Written problem =>
Please copy the material below again, swapping in "straight line segments" for every occurrence of "straight edges" and keeping everything else the same.

Record extracts =>
###

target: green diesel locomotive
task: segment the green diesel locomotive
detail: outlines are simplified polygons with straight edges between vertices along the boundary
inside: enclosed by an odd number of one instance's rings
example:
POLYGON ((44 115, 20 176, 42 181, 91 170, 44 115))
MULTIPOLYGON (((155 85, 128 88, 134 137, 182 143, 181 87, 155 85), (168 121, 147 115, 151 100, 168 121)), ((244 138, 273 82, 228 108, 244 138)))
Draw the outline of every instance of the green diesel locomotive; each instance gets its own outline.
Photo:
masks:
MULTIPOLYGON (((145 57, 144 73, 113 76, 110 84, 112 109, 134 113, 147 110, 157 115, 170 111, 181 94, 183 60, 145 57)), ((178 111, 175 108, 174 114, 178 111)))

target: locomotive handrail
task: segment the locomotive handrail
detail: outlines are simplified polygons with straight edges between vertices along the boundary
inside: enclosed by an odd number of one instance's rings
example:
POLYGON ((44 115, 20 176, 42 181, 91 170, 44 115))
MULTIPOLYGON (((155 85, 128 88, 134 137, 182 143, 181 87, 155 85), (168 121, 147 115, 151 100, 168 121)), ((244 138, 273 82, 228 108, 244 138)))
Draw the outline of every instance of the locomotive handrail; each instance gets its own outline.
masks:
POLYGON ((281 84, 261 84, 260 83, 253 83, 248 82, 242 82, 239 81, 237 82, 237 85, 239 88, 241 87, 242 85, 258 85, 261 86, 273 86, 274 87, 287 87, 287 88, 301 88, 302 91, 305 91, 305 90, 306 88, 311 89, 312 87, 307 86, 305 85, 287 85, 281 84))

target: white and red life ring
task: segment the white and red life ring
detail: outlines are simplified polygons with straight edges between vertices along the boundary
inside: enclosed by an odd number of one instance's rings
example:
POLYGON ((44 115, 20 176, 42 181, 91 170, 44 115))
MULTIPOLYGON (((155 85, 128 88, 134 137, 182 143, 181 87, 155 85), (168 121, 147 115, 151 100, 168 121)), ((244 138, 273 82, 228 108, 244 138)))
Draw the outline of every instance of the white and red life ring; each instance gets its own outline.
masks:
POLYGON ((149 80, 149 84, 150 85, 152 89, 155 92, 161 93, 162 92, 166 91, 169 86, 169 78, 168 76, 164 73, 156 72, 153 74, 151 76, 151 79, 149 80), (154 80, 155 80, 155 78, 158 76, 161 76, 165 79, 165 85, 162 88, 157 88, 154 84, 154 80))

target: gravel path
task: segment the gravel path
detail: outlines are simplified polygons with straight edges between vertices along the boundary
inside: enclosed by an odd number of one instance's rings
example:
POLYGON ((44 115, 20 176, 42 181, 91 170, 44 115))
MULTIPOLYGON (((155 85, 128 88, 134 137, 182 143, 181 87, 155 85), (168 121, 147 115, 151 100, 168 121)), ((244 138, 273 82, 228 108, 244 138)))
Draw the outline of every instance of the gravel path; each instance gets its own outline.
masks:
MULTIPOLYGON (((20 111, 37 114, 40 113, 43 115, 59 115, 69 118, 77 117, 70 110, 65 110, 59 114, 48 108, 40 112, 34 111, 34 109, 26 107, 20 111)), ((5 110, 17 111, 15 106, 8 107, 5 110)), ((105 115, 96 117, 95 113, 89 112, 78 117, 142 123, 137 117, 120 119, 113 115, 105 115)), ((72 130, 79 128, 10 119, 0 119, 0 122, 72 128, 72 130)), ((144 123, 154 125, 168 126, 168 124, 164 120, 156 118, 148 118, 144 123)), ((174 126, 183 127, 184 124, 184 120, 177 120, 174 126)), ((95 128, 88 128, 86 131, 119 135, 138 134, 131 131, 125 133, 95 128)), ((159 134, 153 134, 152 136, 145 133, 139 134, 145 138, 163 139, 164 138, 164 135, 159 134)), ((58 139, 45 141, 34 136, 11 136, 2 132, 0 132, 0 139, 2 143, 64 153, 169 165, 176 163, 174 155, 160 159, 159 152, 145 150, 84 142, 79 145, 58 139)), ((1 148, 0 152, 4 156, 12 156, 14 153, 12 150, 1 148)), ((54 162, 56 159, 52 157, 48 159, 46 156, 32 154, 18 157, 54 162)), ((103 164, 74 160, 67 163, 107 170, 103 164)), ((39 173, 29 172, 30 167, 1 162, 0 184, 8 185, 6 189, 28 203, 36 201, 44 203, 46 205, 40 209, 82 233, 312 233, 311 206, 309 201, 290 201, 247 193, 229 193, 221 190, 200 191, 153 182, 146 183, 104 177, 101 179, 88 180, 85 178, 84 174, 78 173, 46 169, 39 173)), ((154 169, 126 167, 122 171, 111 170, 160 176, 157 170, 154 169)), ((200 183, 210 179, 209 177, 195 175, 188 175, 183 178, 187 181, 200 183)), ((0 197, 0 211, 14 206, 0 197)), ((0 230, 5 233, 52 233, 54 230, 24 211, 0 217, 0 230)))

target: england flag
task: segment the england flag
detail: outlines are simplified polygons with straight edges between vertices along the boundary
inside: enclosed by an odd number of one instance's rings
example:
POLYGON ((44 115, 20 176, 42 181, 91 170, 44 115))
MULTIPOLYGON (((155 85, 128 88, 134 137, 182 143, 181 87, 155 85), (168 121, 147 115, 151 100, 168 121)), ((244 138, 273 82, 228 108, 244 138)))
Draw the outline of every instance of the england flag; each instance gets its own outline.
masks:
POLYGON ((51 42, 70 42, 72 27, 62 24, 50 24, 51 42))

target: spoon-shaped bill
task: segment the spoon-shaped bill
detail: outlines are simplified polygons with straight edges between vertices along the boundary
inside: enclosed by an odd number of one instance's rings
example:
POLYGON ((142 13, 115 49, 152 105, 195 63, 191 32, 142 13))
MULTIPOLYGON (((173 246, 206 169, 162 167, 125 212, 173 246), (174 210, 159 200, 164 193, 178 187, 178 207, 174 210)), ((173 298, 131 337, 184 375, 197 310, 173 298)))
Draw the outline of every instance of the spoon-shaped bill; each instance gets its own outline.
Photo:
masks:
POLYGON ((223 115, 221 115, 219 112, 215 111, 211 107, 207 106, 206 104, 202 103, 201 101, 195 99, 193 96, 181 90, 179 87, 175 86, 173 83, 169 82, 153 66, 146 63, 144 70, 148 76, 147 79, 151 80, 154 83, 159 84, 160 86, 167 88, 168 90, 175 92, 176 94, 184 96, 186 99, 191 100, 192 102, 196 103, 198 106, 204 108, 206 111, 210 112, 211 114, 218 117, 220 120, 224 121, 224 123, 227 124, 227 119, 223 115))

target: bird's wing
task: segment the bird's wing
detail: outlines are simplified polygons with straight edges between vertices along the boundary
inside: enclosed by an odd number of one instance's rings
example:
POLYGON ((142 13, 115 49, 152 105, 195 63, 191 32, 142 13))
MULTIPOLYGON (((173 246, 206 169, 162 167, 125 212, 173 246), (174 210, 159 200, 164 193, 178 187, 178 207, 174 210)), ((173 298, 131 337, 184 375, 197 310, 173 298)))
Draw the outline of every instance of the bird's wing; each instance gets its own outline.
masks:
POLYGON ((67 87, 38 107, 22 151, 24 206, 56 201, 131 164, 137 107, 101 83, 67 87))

###

Solution below =>
target: green diesel locomotive
task: segment the green diesel locomotive
detail: outlines are simplified polygons with straight line segments between vertices along the boundary
inside: enclosed by an odd number of one instance's rings
example:
POLYGON ((44 115, 20 176, 42 181, 91 170, 44 115))
MULTIPOLYGON (((155 85, 128 88, 134 137, 182 143, 181 87, 155 85), (168 121, 147 115, 151 100, 168 121)), ((244 138, 273 82, 228 108, 244 138)))
Draw the outline of every instance of the green diesel locomotive; each instance gets its own outline.
Photo:
masks:
MULTIPOLYGON (((145 57, 144 73, 113 76, 110 84, 112 109, 134 113, 147 110, 157 115, 170 111, 181 94, 183 60, 145 57)), ((178 111, 175 108, 174 114, 178 111)))

target: locomotive handrail
task: segment the locomotive handrail
detail: outlines are simplified polygons with straight line segments between vertices along the boundary
inside: enclosed by an odd number of one instance's rings
example:
POLYGON ((44 115, 20 176, 42 181, 91 170, 44 115))
MULTIPOLYGON (((155 85, 128 88, 134 137, 182 143, 181 87, 155 85), (168 121, 147 115, 151 100, 168 121)), ((244 138, 273 82, 228 108, 244 138)))
Draw the outline of every instance of the locomotive handrail; each instance gets its own outline.
masks:
POLYGON ((281 84, 261 84, 260 83, 253 83, 248 82, 242 82, 239 81, 237 82, 237 85, 239 88, 241 87, 242 85, 258 85, 261 86, 273 86, 274 87, 287 87, 287 88, 301 88, 302 91, 305 91, 305 90, 306 88, 311 89, 312 87, 307 86, 305 85, 287 85, 281 84))

target: white and red life ring
task: segment the white and red life ring
detail: outlines are simplified polygons with straight line segments between vertices along the boundary
inside: enclosed by an odd number of one instance's rings
example:
POLYGON ((44 115, 20 176, 42 181, 91 170, 44 115))
MULTIPOLYGON (((155 85, 128 88, 134 137, 182 143, 181 87, 155 85), (168 121, 147 115, 151 100, 168 121)), ((244 138, 273 82, 228 108, 244 138)))
Draw the outline of every instance of the white and red life ring; each instance gets its own outline.
masks:
POLYGON ((149 80, 149 84, 150 85, 152 89, 155 92, 161 93, 162 92, 166 91, 169 86, 169 78, 168 76, 164 73, 156 72, 153 74, 151 76, 151 79, 149 80), (154 80, 155 80, 155 78, 158 76, 161 76, 165 79, 165 85, 162 88, 157 88, 154 84, 154 80))

target: gravel path
task: segment the gravel path
detail: outlines are simplified polygons with straight line segments between vertices along the boundary
inside: enclosed by an odd number of one instance's rings
example:
POLYGON ((44 115, 20 176, 42 181, 91 170, 44 115))
MULTIPOLYGON (((155 85, 128 88, 134 137, 182 143, 181 87, 155 85), (168 121, 147 115, 151 100, 168 121)), ((244 138, 273 82, 228 108, 244 138)))
Draw the outline of every instance of the gravel path; each instance gets its own outline.
masks:
MULTIPOLYGON (((20 111, 37 114, 40 113, 43 115, 59 115, 69 118, 77 117, 70 110, 65 110, 59 114, 48 108, 40 112, 34 111, 34 109, 26 107, 20 111)), ((5 110, 17 111, 15 106, 8 107, 5 110)), ((105 115, 96 117, 95 113, 89 112, 78 117, 142 123, 137 117, 120 119, 113 115, 105 115)), ((72 130, 79 128, 10 119, 0 119, 0 122, 72 128, 72 130)), ((144 123, 154 125, 168 126, 168 124, 164 120, 156 118, 148 118, 144 123)), ((174 126, 183 127, 184 124, 184 120, 177 120, 174 126)), ((95 128, 88 128, 86 131, 119 135, 138 134, 131 131, 125 133, 95 128)), ((159 134, 153 134, 152 136, 145 133, 139 134, 145 138, 163 139, 164 138, 164 135, 159 134)), ((58 139, 45 141, 34 136, 11 136, 2 132, 0 132, 0 139, 2 143, 64 153, 169 165, 176 163, 174 155, 160 159, 159 152, 145 150, 84 142, 79 145, 58 139)), ((1 148, 0 152, 4 156, 12 156, 14 153, 12 150, 1 148)), ((54 162, 56 159, 52 157, 48 159, 46 156, 32 154, 18 157, 54 162)), ((103 164, 74 160, 67 163, 107 170, 103 164)), ((39 173, 29 172, 30 167, 1 162, 0 184, 8 185, 6 189, 28 203, 36 201, 44 203, 46 205, 40 209, 82 233, 312 233, 311 206, 309 201, 290 201, 247 193, 229 193, 221 190, 200 191, 153 182, 146 183, 104 177, 101 179, 88 180, 85 178, 84 174, 78 173, 46 169, 39 173)), ((154 169, 126 167, 122 171, 111 170, 160 176, 157 170, 154 169)), ((200 183, 210 179, 209 177, 195 175, 188 175, 183 178, 187 181, 200 183)), ((0 197, 0 211, 14 206, 0 197)), ((0 230, 5 233, 52 233, 54 230, 24 211, 0 217, 0 230)))

target: england flag
task: segment the england flag
detail: outlines are simplified polygons with straight line segments between vertices along the boundary
inside: enclosed by an odd number of one instance's rings
example:
POLYGON ((44 115, 20 176, 42 181, 91 170, 44 115))
MULTIPOLYGON (((155 85, 128 88, 134 137, 182 143, 181 87, 155 85), (168 121, 147 115, 151 100, 168 121)), ((244 138, 273 82, 228 108, 244 138)))
Draw the outline of every instance of the england flag; each instance gets its own outline.
masks:
POLYGON ((51 42, 70 42, 72 27, 62 24, 50 24, 51 42))

target: spoon-shaped bill
task: segment the spoon-shaped bill
detail: outlines are simplified polygons with straight line segments between vertices along the boundary
inside: enclosed by an odd number of one instance's rings
example:
POLYGON ((142 13, 115 49, 152 105, 195 63, 191 32, 142 13))
MULTIPOLYGON (((173 246, 206 169, 162 167, 125 212, 173 246), (174 210, 159 200, 164 193, 178 187, 178 207, 174 210)), ((173 298, 131 337, 184 375, 197 310, 173 298)))
Draw the outline of every instance of the spoon-shaped bill; each instance gets its own outline.
Photo:
masks:
POLYGON ((223 115, 221 115, 219 112, 215 111, 211 107, 207 106, 206 104, 202 103, 201 101, 195 99, 193 96, 181 90, 179 87, 175 86, 173 83, 169 82, 153 66, 146 63, 144 70, 148 76, 147 79, 151 80, 154 83, 159 84, 160 86, 167 88, 168 90, 175 92, 176 94, 184 96, 186 99, 191 100, 192 102, 196 103, 198 106, 204 108, 206 111, 210 112, 211 114, 218 117, 220 120, 224 121, 224 123, 227 124, 227 119, 223 115))

target: bird's wing
task: segment the bird's wing
detail: outlines are simplified polygons with straight line segments between vertices along the boundary
inside: enclosed by an odd number of one instance's rings
example:
POLYGON ((142 13, 115 49, 152 105, 195 63, 191 32, 142 13))
MULTIPOLYGON (((173 246, 206 169, 162 167, 125 212, 173 246), (174 210, 159 200, 164 193, 178 187, 178 207, 174 210)), ((173 298, 131 337, 184 375, 197 310, 173 298)))
Draw the outline of every instance of the bird's wing; each instance gets its own outline.
masks:
POLYGON ((67 87, 38 107, 22 151, 24 206, 56 201, 131 164, 137 107, 101 83, 67 87))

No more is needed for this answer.